* **PROVIDED PASSAGE**:
********

Former US Central Bank Chief Says Iraq war is about oil
17 Sep 2007

The bombshell could not have come at a worse time for the Bush administration and especially when it came from no other than the credible former chairman of the US Federal Reserve Board (FRB). “I am saddened that it is politically inconvenient to acknowledge what everyone knows: the Iraq war is largely about oil.” Wrote the 81-year old Alan Greenspan in a book due to be published today.

 

At a time when the popularity of George W Bush is very low and the American society is polarized over the war in Iraq, Greenspan’s candid talk will only add fuel to the smoldering political discourse on the issue in America. The Bush administration will find it extremely hard to dismiss the views of Greenspan who has served six US presidents in different capacities including nineteen years at the helm of the US Central bank.

********

* **RECORDED INFORMATION**:
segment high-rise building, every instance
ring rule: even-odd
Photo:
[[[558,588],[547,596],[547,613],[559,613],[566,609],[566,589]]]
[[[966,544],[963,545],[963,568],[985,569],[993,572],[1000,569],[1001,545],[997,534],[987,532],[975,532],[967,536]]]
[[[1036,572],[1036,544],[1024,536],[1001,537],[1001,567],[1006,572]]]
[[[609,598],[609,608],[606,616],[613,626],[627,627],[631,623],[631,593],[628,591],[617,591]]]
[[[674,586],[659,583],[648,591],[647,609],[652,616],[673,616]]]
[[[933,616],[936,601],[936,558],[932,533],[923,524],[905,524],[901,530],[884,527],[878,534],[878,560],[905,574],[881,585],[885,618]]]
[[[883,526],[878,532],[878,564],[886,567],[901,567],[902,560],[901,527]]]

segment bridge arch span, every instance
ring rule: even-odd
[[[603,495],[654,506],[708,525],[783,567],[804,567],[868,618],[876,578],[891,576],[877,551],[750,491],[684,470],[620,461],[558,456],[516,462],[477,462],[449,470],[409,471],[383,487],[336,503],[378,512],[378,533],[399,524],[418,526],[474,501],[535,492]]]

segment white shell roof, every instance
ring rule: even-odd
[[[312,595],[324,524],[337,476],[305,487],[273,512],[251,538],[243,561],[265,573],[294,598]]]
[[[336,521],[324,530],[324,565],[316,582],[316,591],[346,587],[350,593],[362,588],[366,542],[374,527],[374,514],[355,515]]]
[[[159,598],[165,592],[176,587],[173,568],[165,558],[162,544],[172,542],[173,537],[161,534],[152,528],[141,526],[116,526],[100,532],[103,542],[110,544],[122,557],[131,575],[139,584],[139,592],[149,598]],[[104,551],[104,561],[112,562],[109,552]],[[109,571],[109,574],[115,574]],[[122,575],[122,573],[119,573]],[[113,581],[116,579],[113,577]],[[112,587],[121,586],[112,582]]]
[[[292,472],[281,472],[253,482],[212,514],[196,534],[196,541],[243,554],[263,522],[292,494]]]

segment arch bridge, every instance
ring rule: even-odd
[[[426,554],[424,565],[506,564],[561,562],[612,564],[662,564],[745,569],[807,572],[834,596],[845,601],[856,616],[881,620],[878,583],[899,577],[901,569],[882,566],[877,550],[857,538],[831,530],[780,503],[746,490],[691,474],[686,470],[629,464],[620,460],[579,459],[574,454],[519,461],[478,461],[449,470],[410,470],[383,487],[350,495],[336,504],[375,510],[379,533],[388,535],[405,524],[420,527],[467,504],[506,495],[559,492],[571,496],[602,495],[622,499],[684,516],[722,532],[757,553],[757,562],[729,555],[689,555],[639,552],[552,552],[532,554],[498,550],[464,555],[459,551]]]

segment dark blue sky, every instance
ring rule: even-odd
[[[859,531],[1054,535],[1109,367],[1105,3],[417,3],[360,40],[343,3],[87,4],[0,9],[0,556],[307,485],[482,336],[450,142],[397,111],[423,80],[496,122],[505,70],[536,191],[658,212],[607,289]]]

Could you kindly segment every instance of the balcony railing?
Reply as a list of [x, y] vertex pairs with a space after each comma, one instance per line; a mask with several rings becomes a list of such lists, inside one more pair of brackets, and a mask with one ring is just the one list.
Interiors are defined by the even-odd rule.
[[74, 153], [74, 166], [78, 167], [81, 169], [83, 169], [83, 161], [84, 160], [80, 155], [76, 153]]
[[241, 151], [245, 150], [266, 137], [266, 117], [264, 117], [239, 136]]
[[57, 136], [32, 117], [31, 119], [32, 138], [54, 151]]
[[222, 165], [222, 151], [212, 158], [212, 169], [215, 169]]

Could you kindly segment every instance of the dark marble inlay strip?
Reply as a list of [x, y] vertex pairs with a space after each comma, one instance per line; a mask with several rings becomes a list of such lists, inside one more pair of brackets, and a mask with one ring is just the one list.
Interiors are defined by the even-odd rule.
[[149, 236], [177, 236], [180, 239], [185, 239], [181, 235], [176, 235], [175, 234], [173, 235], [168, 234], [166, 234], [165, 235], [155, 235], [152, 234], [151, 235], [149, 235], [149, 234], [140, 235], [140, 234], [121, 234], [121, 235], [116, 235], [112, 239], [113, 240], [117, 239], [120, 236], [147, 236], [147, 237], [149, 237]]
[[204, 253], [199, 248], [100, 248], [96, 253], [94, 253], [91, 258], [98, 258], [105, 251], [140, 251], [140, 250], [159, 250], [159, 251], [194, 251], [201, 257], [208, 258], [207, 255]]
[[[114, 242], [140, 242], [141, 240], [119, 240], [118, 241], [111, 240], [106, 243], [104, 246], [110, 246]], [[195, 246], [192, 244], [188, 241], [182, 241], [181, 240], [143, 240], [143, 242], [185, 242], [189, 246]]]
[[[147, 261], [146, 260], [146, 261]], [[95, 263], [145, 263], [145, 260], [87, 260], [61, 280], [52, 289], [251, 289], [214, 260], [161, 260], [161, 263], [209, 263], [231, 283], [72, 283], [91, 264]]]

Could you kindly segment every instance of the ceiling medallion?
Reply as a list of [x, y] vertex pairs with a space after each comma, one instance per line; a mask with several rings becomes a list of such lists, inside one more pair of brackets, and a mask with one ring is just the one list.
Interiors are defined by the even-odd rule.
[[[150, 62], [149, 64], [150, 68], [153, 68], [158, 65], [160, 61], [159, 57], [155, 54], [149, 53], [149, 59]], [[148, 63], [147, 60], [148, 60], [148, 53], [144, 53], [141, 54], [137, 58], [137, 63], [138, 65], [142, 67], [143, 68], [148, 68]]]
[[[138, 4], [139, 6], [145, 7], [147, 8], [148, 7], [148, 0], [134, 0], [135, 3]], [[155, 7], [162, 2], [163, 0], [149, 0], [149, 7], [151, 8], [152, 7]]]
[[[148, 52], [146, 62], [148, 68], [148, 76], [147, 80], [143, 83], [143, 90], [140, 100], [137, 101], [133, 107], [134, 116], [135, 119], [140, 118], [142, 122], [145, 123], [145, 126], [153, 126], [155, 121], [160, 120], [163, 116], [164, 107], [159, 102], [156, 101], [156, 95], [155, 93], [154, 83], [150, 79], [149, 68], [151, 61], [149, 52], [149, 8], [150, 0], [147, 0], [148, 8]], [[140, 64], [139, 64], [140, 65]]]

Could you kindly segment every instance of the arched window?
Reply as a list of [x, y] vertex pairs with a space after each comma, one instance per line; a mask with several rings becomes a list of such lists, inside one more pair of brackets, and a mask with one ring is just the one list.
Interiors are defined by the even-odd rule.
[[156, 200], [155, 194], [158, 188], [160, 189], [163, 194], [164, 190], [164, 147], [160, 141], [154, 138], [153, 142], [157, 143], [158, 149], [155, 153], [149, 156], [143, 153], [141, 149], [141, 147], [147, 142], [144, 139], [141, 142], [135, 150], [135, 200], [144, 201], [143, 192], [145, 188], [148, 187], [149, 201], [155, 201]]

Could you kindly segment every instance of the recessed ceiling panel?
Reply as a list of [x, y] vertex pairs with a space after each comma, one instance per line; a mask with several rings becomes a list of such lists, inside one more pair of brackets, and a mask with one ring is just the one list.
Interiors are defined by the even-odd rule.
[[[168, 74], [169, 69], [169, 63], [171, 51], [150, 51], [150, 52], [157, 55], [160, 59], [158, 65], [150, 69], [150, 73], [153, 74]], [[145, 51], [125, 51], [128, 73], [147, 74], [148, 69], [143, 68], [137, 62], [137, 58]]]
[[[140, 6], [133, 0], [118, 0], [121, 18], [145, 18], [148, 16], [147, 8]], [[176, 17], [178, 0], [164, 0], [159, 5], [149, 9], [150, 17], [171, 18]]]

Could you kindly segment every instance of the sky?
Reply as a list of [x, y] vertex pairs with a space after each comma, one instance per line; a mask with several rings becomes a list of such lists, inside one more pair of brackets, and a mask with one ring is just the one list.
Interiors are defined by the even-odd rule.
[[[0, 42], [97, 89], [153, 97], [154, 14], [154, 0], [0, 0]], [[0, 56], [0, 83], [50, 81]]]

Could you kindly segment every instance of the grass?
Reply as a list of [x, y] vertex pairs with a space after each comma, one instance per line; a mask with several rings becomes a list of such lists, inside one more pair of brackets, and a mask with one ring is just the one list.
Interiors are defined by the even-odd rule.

********

* **REQUIRED ACTION 1**: In the Greenspan article, can you rewrite the part starting at "Former US Central" and ending at "US Central bank.", replacing "Bush administration" with "White House"?
* **REQUIRED ACTION 2**: According to the Greenspan article, how many US presidents did Greenspan serve?
* **REQUIRED ACTION 3**: Can you continue the article on Greenspan and the Iraq war from where it stops?

* **ANSWER 1**:
Former US Central Bank Chief Says Iraq war is about oil
17 Sep 2007

The bombshell could not have come at a worse time for the White House and especially when it came from no other than the credible former chairman of the US Federal Reserve Board (FRB). “I am saddened that it is politically inconvenient to acknowledge what everyone knows: the Iraq war is largely about oil.” Wrote the 81-year old Alan Greenspan in a book due to be published today.

 

At a time when the popularity of George W Bush is very low and the American society is polarized over the war in Iraq, Greenspan’s candid talk will only add fuel to the smoldering political discourse on the issue in America. The White House will find it extremely hard to dismiss the views of Greenspan who has served six US presidents in different capacities including nineteen years at the helm of the US Central bank.

* **ANSWER 2**: Six.

* **ANSWER 3**:
The Americans and British have always insisted that they led the invasion of Iraq to rid the country of weapons of mass destruction and end Saddam Hussein’s alleged support for terrorism. With the passage of time, neither have weapons of mass destruction been found nor has there been any credible link established between the late Saddam and terrorism.

 

On the contrary, the invasion destroyed the secular nature of Iraq, created insurgents and sectarian violence and sucked America into an intractable civil conflict to which she has committed 168000 troops, suffered more than 3700 fatalities and spent over $500 billion.

The Iraqi people have suffered even worse indignities. Estimates of civilians killed range from 50,000-600,000. Over 2 million Iraqis have been displaced internally and more than 1.3 million are refugees in neighboring Syria and Jordan. 40% of Iraqi professionals have left the country since 2003 and an overwhelming number of Iraqis oppose the presence of coalition forces on their territory according to statistics obtained from various online sources. Worse still, the people of Iraq have become hostages to fear because their country has become a theatre of blind violence.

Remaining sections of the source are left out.